Instructions to follow ▸
Beginning with the line where "Could you point at the small" occurs, set down each line of the records through the final one, exactly and without additions.

Start of Source data

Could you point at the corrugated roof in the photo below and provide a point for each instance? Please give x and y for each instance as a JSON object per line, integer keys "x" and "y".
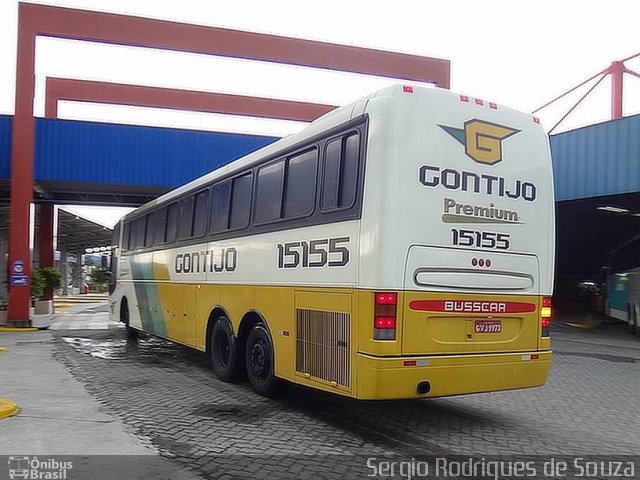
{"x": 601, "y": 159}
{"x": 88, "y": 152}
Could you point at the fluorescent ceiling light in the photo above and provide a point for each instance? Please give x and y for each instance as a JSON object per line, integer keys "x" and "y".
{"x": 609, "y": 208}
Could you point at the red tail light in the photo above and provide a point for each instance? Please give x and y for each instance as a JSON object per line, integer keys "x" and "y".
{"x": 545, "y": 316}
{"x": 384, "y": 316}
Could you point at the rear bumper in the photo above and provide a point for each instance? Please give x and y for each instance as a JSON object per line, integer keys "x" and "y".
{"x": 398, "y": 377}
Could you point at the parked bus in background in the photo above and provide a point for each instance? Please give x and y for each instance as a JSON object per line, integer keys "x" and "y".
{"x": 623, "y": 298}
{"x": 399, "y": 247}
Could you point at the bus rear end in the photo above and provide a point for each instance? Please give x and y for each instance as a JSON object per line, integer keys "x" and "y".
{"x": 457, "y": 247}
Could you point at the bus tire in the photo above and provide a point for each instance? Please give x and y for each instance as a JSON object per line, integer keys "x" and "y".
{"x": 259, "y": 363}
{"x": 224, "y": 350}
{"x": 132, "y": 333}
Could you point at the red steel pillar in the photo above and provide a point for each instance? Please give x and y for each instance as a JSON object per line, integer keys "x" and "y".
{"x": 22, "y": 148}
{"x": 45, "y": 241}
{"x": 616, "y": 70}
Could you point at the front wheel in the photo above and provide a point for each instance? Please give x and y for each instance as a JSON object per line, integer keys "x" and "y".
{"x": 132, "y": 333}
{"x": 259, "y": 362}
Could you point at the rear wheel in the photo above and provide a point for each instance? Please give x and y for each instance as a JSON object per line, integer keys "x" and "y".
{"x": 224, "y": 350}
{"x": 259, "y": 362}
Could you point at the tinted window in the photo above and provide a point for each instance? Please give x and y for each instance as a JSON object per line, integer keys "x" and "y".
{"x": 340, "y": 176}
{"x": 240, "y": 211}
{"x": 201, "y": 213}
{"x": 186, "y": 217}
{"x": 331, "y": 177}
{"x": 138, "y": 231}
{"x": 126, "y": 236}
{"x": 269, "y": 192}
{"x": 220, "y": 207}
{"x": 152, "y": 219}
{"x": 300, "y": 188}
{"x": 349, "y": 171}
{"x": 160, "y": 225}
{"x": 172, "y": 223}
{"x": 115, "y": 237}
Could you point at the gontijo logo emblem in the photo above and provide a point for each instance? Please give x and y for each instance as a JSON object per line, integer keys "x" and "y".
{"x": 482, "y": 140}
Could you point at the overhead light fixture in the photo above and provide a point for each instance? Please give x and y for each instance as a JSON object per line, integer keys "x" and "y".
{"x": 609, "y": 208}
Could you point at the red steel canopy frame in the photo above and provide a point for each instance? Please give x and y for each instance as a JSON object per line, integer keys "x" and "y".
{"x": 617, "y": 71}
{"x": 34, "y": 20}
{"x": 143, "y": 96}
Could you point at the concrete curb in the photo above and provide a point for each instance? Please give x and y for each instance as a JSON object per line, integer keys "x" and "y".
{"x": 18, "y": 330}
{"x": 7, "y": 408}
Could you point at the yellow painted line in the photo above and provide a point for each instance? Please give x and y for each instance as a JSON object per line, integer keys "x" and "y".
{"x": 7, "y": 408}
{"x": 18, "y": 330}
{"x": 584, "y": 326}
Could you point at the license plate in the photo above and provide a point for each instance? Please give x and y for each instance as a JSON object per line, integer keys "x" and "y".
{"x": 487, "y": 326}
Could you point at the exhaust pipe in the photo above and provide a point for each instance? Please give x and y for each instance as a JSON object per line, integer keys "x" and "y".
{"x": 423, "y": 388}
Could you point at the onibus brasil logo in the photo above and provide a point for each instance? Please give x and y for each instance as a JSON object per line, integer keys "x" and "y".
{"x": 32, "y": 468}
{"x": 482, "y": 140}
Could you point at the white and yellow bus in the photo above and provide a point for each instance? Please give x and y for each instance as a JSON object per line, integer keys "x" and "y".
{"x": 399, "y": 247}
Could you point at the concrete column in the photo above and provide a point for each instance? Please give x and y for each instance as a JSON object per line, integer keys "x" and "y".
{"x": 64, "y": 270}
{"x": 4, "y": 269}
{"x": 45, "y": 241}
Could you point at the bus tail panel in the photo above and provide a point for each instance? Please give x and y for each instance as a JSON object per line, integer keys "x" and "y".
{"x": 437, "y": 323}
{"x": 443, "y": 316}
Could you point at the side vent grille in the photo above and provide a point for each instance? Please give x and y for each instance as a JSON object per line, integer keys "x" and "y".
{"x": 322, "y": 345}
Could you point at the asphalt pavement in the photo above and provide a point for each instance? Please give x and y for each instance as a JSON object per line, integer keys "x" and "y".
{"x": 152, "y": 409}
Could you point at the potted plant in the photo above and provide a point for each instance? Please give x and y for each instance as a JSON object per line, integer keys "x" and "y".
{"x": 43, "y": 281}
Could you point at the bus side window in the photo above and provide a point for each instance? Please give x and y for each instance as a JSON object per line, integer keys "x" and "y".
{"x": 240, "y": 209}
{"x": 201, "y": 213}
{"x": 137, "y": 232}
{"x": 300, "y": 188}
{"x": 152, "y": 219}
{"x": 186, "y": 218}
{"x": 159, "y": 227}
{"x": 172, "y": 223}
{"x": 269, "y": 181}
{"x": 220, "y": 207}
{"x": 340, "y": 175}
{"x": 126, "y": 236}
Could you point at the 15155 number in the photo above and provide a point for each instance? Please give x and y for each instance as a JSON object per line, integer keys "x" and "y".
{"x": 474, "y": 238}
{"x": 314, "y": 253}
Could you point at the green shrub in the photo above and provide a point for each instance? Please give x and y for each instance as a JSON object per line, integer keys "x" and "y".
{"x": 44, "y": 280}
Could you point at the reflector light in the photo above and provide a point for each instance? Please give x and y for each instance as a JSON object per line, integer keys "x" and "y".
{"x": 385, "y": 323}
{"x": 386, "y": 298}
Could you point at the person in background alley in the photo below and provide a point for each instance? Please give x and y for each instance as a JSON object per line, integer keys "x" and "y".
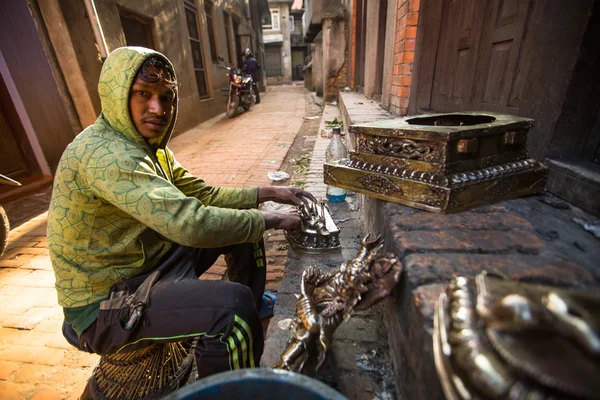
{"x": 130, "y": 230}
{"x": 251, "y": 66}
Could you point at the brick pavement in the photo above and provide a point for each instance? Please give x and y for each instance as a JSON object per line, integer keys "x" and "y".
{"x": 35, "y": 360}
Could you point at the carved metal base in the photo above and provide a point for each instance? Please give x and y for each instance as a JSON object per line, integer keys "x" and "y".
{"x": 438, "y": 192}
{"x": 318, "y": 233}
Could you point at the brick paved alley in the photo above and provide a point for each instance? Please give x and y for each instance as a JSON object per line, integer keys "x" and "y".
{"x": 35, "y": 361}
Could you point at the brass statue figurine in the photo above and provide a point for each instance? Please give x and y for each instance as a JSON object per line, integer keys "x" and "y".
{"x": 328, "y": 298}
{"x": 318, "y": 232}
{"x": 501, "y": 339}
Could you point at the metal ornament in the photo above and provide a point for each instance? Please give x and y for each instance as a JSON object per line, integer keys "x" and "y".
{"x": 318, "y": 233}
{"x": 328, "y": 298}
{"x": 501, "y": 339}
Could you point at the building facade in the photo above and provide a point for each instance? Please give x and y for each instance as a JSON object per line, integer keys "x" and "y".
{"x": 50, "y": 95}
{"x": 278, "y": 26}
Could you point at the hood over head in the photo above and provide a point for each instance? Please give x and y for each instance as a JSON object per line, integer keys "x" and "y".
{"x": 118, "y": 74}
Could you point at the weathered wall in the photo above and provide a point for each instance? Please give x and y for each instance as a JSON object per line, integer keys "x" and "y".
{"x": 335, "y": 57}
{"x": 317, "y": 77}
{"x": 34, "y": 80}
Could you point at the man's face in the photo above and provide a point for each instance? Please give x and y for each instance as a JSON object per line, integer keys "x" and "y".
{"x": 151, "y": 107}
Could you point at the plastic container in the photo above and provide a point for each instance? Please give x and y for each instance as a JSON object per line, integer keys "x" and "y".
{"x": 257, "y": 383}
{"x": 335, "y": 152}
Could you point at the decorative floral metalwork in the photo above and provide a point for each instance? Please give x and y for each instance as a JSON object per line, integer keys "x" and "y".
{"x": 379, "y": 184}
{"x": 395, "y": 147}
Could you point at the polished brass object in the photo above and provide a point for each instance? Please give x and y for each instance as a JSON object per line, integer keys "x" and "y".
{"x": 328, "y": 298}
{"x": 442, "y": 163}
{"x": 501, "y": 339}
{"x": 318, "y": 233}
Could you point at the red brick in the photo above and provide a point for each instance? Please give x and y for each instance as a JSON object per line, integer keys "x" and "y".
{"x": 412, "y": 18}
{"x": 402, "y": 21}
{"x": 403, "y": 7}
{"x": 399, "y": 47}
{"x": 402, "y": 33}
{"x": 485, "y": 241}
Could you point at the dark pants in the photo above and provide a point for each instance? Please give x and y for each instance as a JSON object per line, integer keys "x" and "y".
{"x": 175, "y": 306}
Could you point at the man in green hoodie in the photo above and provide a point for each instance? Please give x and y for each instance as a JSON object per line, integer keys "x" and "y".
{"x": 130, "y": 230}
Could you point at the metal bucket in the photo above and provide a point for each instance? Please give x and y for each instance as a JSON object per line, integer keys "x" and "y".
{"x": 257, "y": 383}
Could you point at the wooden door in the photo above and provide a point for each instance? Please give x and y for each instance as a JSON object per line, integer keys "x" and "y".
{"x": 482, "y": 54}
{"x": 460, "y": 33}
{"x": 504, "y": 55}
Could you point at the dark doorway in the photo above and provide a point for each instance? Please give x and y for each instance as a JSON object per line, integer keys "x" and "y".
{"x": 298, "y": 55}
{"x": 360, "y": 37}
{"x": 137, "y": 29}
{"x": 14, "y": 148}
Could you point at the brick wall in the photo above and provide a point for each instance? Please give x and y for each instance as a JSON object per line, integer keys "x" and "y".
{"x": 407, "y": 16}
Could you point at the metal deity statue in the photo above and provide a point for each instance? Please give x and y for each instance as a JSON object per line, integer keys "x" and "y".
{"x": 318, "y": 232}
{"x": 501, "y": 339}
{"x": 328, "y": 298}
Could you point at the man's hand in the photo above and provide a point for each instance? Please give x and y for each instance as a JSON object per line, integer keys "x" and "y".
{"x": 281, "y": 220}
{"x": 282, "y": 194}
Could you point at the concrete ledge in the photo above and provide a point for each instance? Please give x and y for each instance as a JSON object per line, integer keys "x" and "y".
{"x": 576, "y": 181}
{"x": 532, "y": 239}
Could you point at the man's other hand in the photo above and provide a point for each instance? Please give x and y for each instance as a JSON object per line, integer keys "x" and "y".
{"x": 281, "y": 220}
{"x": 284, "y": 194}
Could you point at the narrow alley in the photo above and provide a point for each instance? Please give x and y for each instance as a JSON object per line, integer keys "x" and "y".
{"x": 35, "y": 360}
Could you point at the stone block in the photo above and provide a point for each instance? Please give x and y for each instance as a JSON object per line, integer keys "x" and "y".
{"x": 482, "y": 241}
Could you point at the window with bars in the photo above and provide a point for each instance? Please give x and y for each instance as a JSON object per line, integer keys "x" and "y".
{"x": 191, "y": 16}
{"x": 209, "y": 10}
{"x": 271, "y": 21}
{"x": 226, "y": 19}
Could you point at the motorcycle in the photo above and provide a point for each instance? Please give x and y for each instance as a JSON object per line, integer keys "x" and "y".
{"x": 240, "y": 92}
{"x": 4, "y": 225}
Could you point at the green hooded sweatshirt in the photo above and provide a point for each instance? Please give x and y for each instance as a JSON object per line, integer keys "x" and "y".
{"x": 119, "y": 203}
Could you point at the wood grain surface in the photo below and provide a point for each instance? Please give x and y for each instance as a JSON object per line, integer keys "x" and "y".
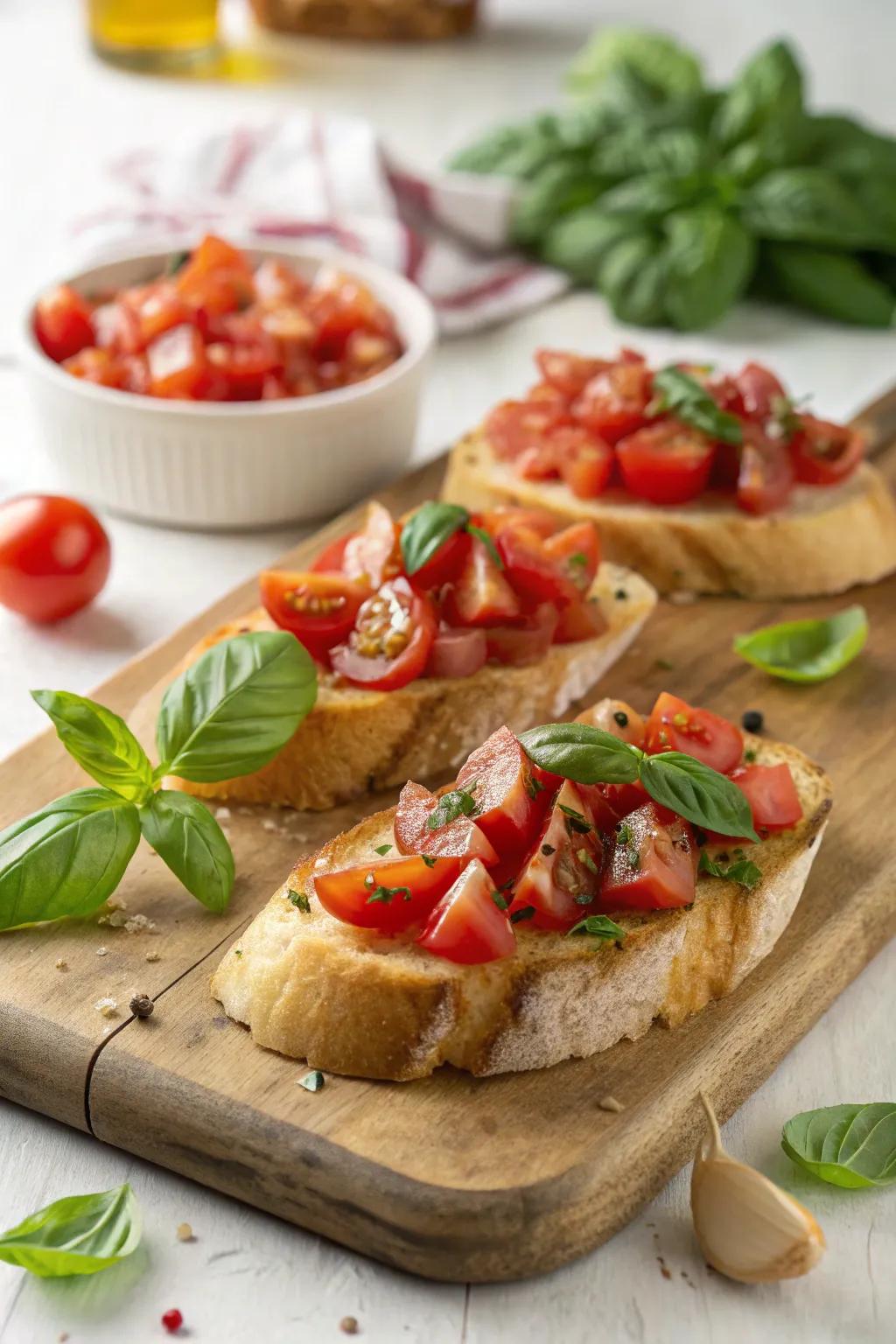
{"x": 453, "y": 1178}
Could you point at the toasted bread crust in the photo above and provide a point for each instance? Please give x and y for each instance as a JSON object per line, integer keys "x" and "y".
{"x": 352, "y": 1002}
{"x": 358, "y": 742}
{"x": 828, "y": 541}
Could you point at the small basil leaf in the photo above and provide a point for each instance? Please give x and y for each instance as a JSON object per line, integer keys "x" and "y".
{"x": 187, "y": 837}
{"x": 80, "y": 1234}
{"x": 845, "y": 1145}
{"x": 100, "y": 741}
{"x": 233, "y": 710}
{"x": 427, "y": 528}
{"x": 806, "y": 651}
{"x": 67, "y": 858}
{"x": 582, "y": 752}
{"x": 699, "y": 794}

End of Source data

Response to this exercise ▸
Could you point at the small basil leaf in the photo above and provide a point for each instance? Please give x and y for each instance as a JSON object per line, integer keys "x" and "y".
{"x": 187, "y": 837}
{"x": 80, "y": 1234}
{"x": 845, "y": 1145}
{"x": 100, "y": 741}
{"x": 233, "y": 710}
{"x": 427, "y": 528}
{"x": 806, "y": 651}
{"x": 67, "y": 858}
{"x": 582, "y": 752}
{"x": 699, "y": 794}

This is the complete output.